Task requirements = Give the entries below again, word for word, and leave out the images.

Data provided =
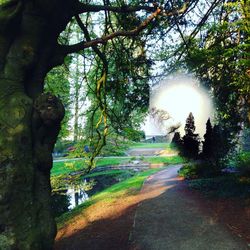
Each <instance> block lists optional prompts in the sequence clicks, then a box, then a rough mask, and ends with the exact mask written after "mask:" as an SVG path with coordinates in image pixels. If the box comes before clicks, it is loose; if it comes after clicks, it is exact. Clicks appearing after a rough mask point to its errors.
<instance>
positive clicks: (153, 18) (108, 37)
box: [60, 8, 162, 55]
mask: <svg viewBox="0 0 250 250" xmlns="http://www.w3.org/2000/svg"><path fill="white" fill-rule="evenodd" d="M161 12H162V10H161V9H160V8H157V9H156V10H155V11H154V12H153V13H152V14H151V15H150V16H149V17H148V18H147V19H146V20H144V21H143V22H142V23H141V24H140V25H139V26H137V27H136V28H135V29H132V30H128V31H125V30H119V31H116V32H113V33H111V34H108V35H106V36H103V37H101V38H97V39H94V40H90V41H82V42H80V43H77V44H74V45H68V46H67V45H61V46H60V47H61V49H62V51H63V52H64V54H65V55H67V54H70V53H76V52H78V51H81V50H84V49H86V48H90V47H94V46H97V45H98V44H105V43H107V42H108V41H109V40H111V39H113V38H115V37H119V36H127V37H131V36H135V35H138V34H139V33H140V32H141V31H142V30H144V29H145V28H146V27H147V26H148V24H149V23H150V22H151V21H152V20H153V19H154V18H156V17H157V16H158V15H160V13H161Z"/></svg>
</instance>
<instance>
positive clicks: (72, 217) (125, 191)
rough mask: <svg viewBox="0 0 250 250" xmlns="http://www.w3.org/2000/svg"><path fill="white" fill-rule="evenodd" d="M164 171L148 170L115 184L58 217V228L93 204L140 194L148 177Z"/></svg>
mask: <svg viewBox="0 0 250 250" xmlns="http://www.w3.org/2000/svg"><path fill="white" fill-rule="evenodd" d="M162 169H163V168H157V169H149V170H146V171H144V172H140V173H137V174H136V175H135V176H133V177H131V178H128V179H126V180H124V181H121V182H119V183H117V184H114V185H112V186H111V187H109V188H107V189H105V190H103V191H101V192H99V193H97V194H95V195H94V196H92V197H91V198H90V199H89V200H88V201H86V202H84V203H83V204H81V205H79V206H77V207H76V208H74V209H73V210H71V211H69V212H67V213H65V214H63V215H62V216H60V217H58V218H57V219H56V220H57V224H58V228H61V227H63V226H64V225H65V224H68V223H70V222H71V220H72V219H74V217H75V216H77V215H79V214H81V213H82V212H83V210H84V209H86V208H87V207H90V206H91V205H93V204H96V203H97V202H99V201H102V202H107V203H109V202H113V201H115V200H116V199H119V198H121V196H124V195H125V196H129V195H134V194H136V193H137V192H139V190H140V189H141V187H142V184H143V182H144V180H145V179H146V178H147V177H148V176H150V175H152V174H154V173H156V172H158V171H160V170H162Z"/></svg>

Output of the exercise =
Each <instance> block lists optional prompts in the sequence clicks, then a box, then a rough mask, and ends with the exact mask written after "mask:" as an SVG path with coordinates in image pixels. If the box comes before clicks, it is loose; if it comes after clicks, it is exact. Clicks appearing after a rough mask point to its errors.
<instance>
positive clicks: (153, 18) (108, 37)
box: [60, 8, 162, 55]
mask: <svg viewBox="0 0 250 250" xmlns="http://www.w3.org/2000/svg"><path fill="white" fill-rule="evenodd" d="M161 12H162V10H161V9H160V8H157V9H156V10H155V11H154V12H153V13H152V14H151V15H150V16H149V17H148V18H147V19H146V20H144V21H143V22H142V23H141V24H140V25H139V26H137V27H136V28H135V29H132V30H128V31H125V30H119V31H116V32H113V33H111V34H108V35H106V36H103V37H101V38H97V39H94V40H90V41H82V42H80V43H77V44H74V45H68V46H67V45H61V46H60V47H61V49H62V51H63V52H64V54H65V55H67V54H70V53H76V52H78V51H81V50H84V49H86V48H90V47H94V46H97V45H98V44H105V43H107V42H108V41H109V40H111V39H113V38H115V37H119V36H127V37H131V36H135V35H138V34H139V33H140V32H141V31H142V30H144V29H145V28H146V27H147V26H148V24H149V23H150V22H151V21H152V20H153V19H154V18H156V17H157V16H158V15H160V13H161Z"/></svg>
</instance>
<instance>
positive clicks: (72, 217) (125, 191)
rough mask: <svg viewBox="0 0 250 250" xmlns="http://www.w3.org/2000/svg"><path fill="white" fill-rule="evenodd" d="M164 171L148 170L115 184L58 217V228L93 204L140 194L148 177Z"/></svg>
mask: <svg viewBox="0 0 250 250" xmlns="http://www.w3.org/2000/svg"><path fill="white" fill-rule="evenodd" d="M162 169H163V168H157V169H149V170H146V171H144V172H140V173H137V174H136V175H135V176H133V177H131V178H128V179H126V180H124V181H121V182H119V183H117V184H114V185H112V186H111V187H109V188H107V189H105V190H103V191H101V192H99V193H97V194H95V195H94V196H92V197H91V198H90V199H89V200H88V201H86V202H84V203H83V204H81V205H79V206H77V207H76V208H74V209H73V210H71V211H69V212H67V213H65V214H63V215H62V216H60V217H58V218H57V219H56V220H57V224H58V228H61V227H63V226H64V225H65V224H68V223H70V222H71V220H72V219H74V217H75V216H77V215H79V214H81V213H82V212H83V210H84V209H86V208H87V207H90V206H91V205H93V204H96V203H97V202H99V201H102V202H107V203H109V202H113V201H115V200H116V199H119V198H121V196H124V195H125V196H129V195H134V194H136V193H137V192H139V190H140V189H141V187H142V184H143V182H144V180H145V179H146V178H147V177H148V176H150V175H152V174H154V173H156V172H158V171H160V170H162Z"/></svg>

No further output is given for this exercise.